-- BEGIN Exercise inputs --
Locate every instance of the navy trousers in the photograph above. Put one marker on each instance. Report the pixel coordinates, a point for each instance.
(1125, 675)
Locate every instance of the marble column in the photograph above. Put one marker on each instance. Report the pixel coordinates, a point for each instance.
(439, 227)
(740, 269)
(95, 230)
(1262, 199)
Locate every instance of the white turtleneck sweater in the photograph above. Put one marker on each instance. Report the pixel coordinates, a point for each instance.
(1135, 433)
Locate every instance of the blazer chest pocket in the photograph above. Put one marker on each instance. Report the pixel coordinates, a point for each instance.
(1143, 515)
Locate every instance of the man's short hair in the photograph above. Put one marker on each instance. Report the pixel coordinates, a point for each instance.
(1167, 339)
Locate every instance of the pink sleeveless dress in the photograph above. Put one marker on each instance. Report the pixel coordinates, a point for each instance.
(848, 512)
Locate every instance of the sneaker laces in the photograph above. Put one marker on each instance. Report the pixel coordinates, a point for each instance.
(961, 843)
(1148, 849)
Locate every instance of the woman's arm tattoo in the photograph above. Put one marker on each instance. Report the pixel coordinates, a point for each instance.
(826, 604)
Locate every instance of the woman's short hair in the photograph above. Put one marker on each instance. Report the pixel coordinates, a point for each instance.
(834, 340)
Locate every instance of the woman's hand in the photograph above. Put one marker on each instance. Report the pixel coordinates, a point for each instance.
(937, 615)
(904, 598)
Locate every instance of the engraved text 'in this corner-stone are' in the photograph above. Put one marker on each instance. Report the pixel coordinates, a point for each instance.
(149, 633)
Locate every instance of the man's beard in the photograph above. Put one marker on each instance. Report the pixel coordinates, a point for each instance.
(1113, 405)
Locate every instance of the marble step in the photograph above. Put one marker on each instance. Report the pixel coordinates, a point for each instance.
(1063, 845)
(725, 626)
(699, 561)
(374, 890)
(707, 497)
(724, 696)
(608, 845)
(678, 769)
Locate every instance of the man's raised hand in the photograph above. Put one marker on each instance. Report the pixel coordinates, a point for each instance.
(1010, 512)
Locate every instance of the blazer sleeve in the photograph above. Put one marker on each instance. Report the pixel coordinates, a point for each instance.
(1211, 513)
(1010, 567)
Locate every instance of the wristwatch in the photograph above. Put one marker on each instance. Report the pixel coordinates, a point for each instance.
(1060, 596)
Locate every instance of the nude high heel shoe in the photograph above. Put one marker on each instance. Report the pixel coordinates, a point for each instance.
-- END Exercise inputs --
• Your task:
Output the lines from the line containing "Locate every instance of the engraved" to the end, both included; add nothing.

• Complete response:
Locate every instance of the engraved text 'in this corner-stone are' in the photograph above. Put one marker on each instance. Report the pixel coordinates, a point for each instance.
(149, 633)
Locate every instance of the man's beard in the photograph above. Put one marker on each instance. Report the pixel coordinates, a point for each instance.
(1113, 405)
Locate every instance of the marble step in the photograph above. Put one marker on each instance. Report the pixel coordinates, a point for each instance.
(1063, 845)
(725, 626)
(699, 561)
(374, 890)
(707, 497)
(724, 696)
(608, 845)
(678, 769)
Locate every instance of the man's raised hand in the photograph above. Put one marker on each instance. Report the pixel coordinates, a point for each instance.
(1010, 512)
Locate every instance of the blazer sleeve in the photograph above. Put one marker on each instance. Report the pixel coordinates, a point for each instance.
(1211, 513)
(1010, 567)
Locate every instance of the wristwatch in the photograph above. Put one marker on each instance. Report the pixel coordinates, a point for each instance.
(1060, 596)
Locate every instance of the nude high heel shoe in the photograph above. Put one marker on each instance. Report the pixel coordinates, a point for each instance.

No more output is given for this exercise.